[Coordinate labeling data]
···
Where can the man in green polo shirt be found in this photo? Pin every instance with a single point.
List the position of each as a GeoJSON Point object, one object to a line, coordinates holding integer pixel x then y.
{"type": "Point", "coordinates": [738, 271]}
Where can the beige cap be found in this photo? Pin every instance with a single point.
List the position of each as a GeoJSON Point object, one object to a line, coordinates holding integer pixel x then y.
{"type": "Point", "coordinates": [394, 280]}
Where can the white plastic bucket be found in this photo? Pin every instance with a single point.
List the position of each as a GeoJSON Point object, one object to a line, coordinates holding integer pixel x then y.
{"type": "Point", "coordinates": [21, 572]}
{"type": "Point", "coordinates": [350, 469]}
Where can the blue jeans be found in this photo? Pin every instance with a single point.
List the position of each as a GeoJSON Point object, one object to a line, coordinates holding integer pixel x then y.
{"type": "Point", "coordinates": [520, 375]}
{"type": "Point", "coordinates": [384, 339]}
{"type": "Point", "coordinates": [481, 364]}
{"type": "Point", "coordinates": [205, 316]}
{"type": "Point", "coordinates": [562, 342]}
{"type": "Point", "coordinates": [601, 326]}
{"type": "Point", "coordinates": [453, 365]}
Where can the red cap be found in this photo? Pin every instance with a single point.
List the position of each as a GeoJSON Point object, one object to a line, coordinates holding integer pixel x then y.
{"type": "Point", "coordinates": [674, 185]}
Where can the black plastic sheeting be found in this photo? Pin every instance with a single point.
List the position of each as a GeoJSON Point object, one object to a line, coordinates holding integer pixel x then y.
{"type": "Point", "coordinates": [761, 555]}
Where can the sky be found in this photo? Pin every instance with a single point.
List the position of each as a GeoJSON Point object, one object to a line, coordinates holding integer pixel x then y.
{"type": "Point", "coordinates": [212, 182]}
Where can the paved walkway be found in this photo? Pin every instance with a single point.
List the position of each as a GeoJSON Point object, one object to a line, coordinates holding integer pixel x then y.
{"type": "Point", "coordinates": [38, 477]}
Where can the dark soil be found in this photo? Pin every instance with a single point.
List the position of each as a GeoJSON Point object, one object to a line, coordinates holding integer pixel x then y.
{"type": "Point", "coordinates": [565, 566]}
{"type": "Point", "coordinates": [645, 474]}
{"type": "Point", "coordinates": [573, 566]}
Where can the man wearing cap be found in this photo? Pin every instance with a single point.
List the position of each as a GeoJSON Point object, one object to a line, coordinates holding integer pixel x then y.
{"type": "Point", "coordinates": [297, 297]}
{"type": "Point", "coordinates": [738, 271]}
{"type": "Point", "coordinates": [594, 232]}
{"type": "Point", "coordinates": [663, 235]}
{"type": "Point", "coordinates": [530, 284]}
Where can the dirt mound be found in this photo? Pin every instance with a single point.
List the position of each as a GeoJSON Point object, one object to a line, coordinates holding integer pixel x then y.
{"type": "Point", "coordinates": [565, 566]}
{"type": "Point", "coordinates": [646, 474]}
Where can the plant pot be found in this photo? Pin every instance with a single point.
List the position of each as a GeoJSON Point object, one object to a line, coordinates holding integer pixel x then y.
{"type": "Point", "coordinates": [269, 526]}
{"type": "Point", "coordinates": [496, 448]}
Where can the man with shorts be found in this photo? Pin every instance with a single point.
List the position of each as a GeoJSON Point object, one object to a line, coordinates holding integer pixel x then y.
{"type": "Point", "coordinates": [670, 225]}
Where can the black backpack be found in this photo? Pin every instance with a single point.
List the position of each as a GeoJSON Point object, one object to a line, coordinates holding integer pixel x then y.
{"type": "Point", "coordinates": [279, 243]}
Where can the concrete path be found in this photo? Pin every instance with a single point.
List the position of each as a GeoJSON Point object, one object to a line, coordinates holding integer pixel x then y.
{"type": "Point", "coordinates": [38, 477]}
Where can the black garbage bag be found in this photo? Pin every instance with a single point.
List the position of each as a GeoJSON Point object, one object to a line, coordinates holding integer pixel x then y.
···
◆ **TO BE DONE**: Write the entries again, exactly as they stand.

◆ **THE OUTPUT**:
Where can the man in green polo shirt be found in this photo? Pin every instance with a single point.
List the position of each as a GeoJSON Point object, one object to a line, coordinates holding integer pixel x then y.
{"type": "Point", "coordinates": [738, 271]}
Where can the beige cap be found in this photo? Pin every instance with a single point.
List the position of each as a GeoJSON Point object, one object to a line, coordinates holding integer pixel x then y.
{"type": "Point", "coordinates": [394, 280]}
Where can the white plastic bucket be found in this photo? Pin every instance with a single point.
List the position of each as a GeoJSON Point object, one object to a line, coordinates holding integer pixel x then y.
{"type": "Point", "coordinates": [21, 572]}
{"type": "Point", "coordinates": [350, 469]}
Where can the blue jeans be found in this photo? Pin every instance with a single point.
List the position of each as a GeoJSON Point object, one object to a line, coordinates holding integer pixel x then y.
{"type": "Point", "coordinates": [520, 375]}
{"type": "Point", "coordinates": [384, 339]}
{"type": "Point", "coordinates": [481, 364]}
{"type": "Point", "coordinates": [205, 316]}
{"type": "Point", "coordinates": [562, 342]}
{"type": "Point", "coordinates": [601, 326]}
{"type": "Point", "coordinates": [453, 365]}
Where can the red cap be found in this photo? Pin every instance with a single point.
List the position of each as a GeoJSON Point object, one object to a line, coordinates holding integer pixel x then y.
{"type": "Point", "coordinates": [674, 185]}
Where can the black plastic sheeting be found in this photo? Pin every instance with a single point.
List the position of each as a GeoJSON Point object, one object to a line, coordinates holding integer pixel x then y.
{"type": "Point", "coordinates": [761, 555]}
Where can the sky be found in this photo? Pin every instance with a single point.
List the position of each as a GeoJSON Point object, one object to a line, coordinates holding integer pixel x then y.
{"type": "Point", "coordinates": [212, 182]}
Where can the paved walkway be found in this photo? Pin every instance with a single point.
List the position of each as a GeoJSON Point object, one object to a line, coordinates holding integer pixel x then y.
{"type": "Point", "coordinates": [38, 477]}
Where can the dark soil be found in this photo? Pin every instance with a single point.
List the position of each as a GeoJSON Point object, one object to a line, coordinates holding integer pixel x then y.
{"type": "Point", "coordinates": [565, 566]}
{"type": "Point", "coordinates": [645, 474]}
{"type": "Point", "coordinates": [573, 566]}
Where can the man wearing cap be found in this photo? Pin every instance with a single point.
List the position of each as a GeoJSON Point object, one object to a line, coordinates holding integer pixel x then y.
{"type": "Point", "coordinates": [297, 297]}
{"type": "Point", "coordinates": [738, 271]}
{"type": "Point", "coordinates": [594, 232]}
{"type": "Point", "coordinates": [663, 235]}
{"type": "Point", "coordinates": [530, 284]}
Where can the dirt mound be found in this photo? Pin every instance with a single point.
List the position of each as a GeoJSON Point object, one object to a line, coordinates holding integer pixel x then y.
{"type": "Point", "coordinates": [565, 566]}
{"type": "Point", "coordinates": [646, 474]}
Where can the plant pot be found in this photo? Pin every instance with a single point.
List the position of each as a GeoJSON Point object, one object to a line, coordinates holding integer pixel x then y.
{"type": "Point", "coordinates": [269, 526]}
{"type": "Point", "coordinates": [496, 448]}
Where can the man with shorts be found in this photo? Pin every instance with a single point.
List the position of each as a GeoJSON Point object, one object to a line, coordinates holding integer pixel x then y.
{"type": "Point", "coordinates": [670, 225]}
Where can the black backpack be found in this photo? Pin every instance with a single point.
List the position of each as a GeoJSON Point object, one object to a line, coordinates holding integer pixel x then y.
{"type": "Point", "coordinates": [279, 243]}
Where can the concrete path be found in this photo? Pin every instance with a single point.
List the position of each as a GeoJSON Point object, one object to a line, coordinates holding integer pixel x then y.
{"type": "Point", "coordinates": [38, 477]}
Where can the black garbage bag be found in this photo? Pin every instance with a single point.
List the position of each as a GeoJSON Point object, one object to a line, coordinates holding integer pixel x then y.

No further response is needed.